Воспроизведите из приведённого ниже текста о Горьком всё, начиная со слов «Октябрьский переворот Горький» и вплоть до слов «(Мирек… С. 289).».

* [ПРИВЕДЁННЫЙ ТЕКСТ]:

################

Шрифт:
Интервал:
Закладка:
Представляю, насколько «певцу босяков», возможно, некомфортно было признаваться себе в собственном моральном падении, в отказе от самого себя, от ранее писанного. А писал он о вождях новой власти и пролетариате тех дней совершенно противоположное ныне излагаемому. В те дни он был полон морального мужества и позволял себе говорить о них все, что думает. А думы его и суждения были весьма категоричны.
Октябрьский переворот Горький назвал авантюрой («Литературное обозрение». № 9. 1988. С. 96). Горький о большевизме как идеологии: «Большевизм — национальное несчастье, ибо он грозит уничтожить слабые зародыши русской культуры в хаосе возбужденных в них диких инстинктов» (Мирек… С. 289).
Горький после захвата власти большевиками: «Слепые фанатики и бессовестные авантюристы… это путь к анархии, к гибели пролетариата и революции» (указ. соч., с. 97).

################

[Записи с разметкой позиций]
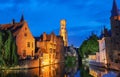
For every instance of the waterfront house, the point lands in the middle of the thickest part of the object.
(24, 39)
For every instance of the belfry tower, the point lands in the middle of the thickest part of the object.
(115, 26)
(63, 32)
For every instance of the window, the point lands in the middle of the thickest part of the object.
(24, 53)
(32, 44)
(25, 34)
(25, 28)
(28, 44)
(117, 34)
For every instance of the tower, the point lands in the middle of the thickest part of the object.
(115, 26)
(22, 18)
(63, 32)
(115, 30)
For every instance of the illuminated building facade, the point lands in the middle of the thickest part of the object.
(24, 40)
(63, 32)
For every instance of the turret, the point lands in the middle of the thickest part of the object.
(22, 18)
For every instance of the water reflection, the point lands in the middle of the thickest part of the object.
(102, 72)
(57, 70)
(61, 70)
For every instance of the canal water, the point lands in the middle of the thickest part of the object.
(61, 70)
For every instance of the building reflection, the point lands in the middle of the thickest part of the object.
(57, 70)
(97, 72)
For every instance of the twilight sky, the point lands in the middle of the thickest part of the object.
(83, 16)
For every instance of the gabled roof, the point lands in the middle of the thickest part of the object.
(13, 27)
(115, 10)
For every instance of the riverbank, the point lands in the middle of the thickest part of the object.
(112, 66)
(28, 64)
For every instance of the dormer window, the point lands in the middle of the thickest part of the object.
(25, 28)
(25, 34)
(28, 44)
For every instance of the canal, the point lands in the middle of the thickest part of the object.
(61, 70)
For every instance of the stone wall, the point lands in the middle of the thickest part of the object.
(30, 63)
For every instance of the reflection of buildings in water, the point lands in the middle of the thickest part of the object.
(71, 71)
(47, 71)
(97, 72)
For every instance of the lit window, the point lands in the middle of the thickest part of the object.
(25, 34)
(32, 44)
(28, 44)
(24, 53)
(25, 28)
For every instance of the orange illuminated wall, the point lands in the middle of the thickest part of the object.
(25, 42)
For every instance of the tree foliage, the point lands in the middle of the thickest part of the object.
(8, 54)
(89, 46)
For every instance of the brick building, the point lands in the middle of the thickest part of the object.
(110, 41)
(24, 40)
(50, 48)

################

* [РЕШЕНИЕ ЗАДАНИЯ]:
Октябрьский переворот Горький назвал авантюрой («Литературное обозрение». № 9. 1988. С. 96). Горький о большевизме как идеологии: «Большевизм — национальное несчастье, ибо он грозит уничтожить слабые зародыши русской культуры в хаосе возбужденных в них диких инстинктов» (Мирек… С. 289).